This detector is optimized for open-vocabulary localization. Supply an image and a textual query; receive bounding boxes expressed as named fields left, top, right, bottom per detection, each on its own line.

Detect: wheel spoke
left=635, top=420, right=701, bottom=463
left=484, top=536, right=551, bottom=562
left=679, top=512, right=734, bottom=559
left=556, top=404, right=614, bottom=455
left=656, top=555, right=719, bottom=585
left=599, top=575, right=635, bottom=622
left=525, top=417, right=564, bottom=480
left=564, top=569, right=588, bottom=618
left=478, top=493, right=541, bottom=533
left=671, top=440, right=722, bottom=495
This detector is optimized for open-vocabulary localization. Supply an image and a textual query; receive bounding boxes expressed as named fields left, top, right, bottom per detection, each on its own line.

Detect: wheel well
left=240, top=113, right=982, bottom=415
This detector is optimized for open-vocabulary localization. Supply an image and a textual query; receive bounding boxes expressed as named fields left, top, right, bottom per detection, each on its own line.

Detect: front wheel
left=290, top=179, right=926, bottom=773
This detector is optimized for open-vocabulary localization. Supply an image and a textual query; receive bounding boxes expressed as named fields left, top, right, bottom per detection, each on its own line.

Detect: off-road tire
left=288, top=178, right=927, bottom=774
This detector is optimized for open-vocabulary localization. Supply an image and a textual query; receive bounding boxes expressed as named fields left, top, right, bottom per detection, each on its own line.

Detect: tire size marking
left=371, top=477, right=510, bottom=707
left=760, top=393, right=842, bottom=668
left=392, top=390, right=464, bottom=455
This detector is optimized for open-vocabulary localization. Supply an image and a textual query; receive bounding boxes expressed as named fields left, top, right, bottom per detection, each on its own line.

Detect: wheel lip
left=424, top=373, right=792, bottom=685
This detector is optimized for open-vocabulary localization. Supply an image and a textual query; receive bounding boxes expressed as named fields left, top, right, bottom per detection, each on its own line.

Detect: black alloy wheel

→ What this task involves
Please reproduce all of the material above, substituting "text prompt" for every "textual query" and leaving everything else unchanged.

→ Solution to this exercise
This detector is optimized for open-vocabulary localization. Supply an image and a text prompt; receive bounding boxes expressed as named fields left, top, right, bottom per detection, each on its own line.

Detect: wheel spoke
left=635, top=420, right=701, bottom=463
left=484, top=536, right=551, bottom=562
left=679, top=512, right=734, bottom=559
left=556, top=404, right=614, bottom=455
left=656, top=555, right=719, bottom=585
left=599, top=575, right=635, bottom=622
left=525, top=417, right=564, bottom=480
left=564, top=569, right=588, bottom=618
left=478, top=493, right=541, bottom=533
left=671, top=440, right=722, bottom=495
This detector is optimized for open-vocabulary localization. Supply an image and a text prompt; receive bounding boxes expressed as named fields left, top, right, bottom per detection, each on its own line.

Detect: wheel well
left=240, top=113, right=982, bottom=415
This detector is optimized for open-vocabulary localization. Supply an image and a text prompt; receive bounding boxes expressed as named fields left, top, right, bottom per detection, each on its own line.

Detect: front wheel
left=290, top=179, right=926, bottom=773
This detector is optimized for open-vocabulary localization. Supply an image and a text prompt; receive bounding boxes expressed as named fields left, top, right, bottom per detection, each on its own line.

Detect: off-road tire
left=288, top=178, right=927, bottom=774
This detector is optimized for open-vocabulary localization. Supply an image and a text prompt; receive bounding boxes expressed as named fields left, top, right, bottom per detection, each on its own line.

Detect: tire size marking
left=371, top=477, right=510, bottom=707
left=760, top=393, right=842, bottom=668
left=392, top=390, right=464, bottom=455
This detector is optimized for open-vocabulary localization. Supply an image and a text prompt; receive bounding boxes expressed as named fields left, top, right, bottom per detection, each on its own line.

Detect: wheel lip
left=424, top=373, right=792, bottom=685
This detector is optimized for open-vocabulary localization. Supply an image and a text prompt; receive bounding boxes expressed as named fields left, top, right, bottom per detection, each on its own line.

Detect: black alloy wheel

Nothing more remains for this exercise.